Task instructions: Quote exactly, and only, the lines of the material below from the line with "puddle in the photo above." through the line with "jeans in the photo below.".
* * * * * * *
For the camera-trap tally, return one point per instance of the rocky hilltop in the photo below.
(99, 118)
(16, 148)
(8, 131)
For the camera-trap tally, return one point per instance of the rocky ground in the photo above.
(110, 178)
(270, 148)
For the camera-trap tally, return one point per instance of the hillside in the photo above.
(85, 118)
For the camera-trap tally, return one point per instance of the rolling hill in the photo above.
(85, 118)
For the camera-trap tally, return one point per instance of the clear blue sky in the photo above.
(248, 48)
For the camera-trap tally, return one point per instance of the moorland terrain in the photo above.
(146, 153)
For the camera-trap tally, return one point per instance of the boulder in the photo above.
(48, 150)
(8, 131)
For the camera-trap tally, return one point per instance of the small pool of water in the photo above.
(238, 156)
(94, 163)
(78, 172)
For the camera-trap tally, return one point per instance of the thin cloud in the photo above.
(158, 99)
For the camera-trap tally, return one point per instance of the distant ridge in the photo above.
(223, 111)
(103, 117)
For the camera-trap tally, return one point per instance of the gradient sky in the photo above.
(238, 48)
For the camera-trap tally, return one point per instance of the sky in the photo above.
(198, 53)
* * * * * * *
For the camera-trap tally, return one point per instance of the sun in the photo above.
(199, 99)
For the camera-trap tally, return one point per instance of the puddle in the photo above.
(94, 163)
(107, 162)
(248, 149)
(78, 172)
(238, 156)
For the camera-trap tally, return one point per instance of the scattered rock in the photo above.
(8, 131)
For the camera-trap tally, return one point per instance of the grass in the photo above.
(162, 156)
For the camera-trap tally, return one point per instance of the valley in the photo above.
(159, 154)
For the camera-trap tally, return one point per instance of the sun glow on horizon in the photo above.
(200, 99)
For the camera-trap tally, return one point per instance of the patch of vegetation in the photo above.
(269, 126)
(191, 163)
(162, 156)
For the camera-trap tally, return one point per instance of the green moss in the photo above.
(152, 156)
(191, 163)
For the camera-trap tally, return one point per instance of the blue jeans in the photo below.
* * * * * * *
Result:
For the camera-trap tally, return one point per instance of the puddle in the photo above.
(94, 163)
(107, 162)
(248, 149)
(78, 172)
(238, 156)
For the camera-trap tally, return one point per instance of the scattered rock in the photo above.
(8, 131)
For the camera-trap tally, return one point per instance of the grass in the photo above.
(162, 156)
For the camera-trap tally, return one point per instance of the valley in the photo above.
(159, 154)
For the camera-trap tally, return one point per instance of the sun glow on horizon in the photo above.
(200, 99)
For the camera-trap tally, return one point per instance of the patch of vegetation in the photo above.
(269, 126)
(191, 163)
(162, 156)
For the camera-trap tally, return one point per instance of the green moss in the photo above.
(152, 156)
(191, 163)
For the camera-trap tally, return one point per instance of the blue jeans in the photo below.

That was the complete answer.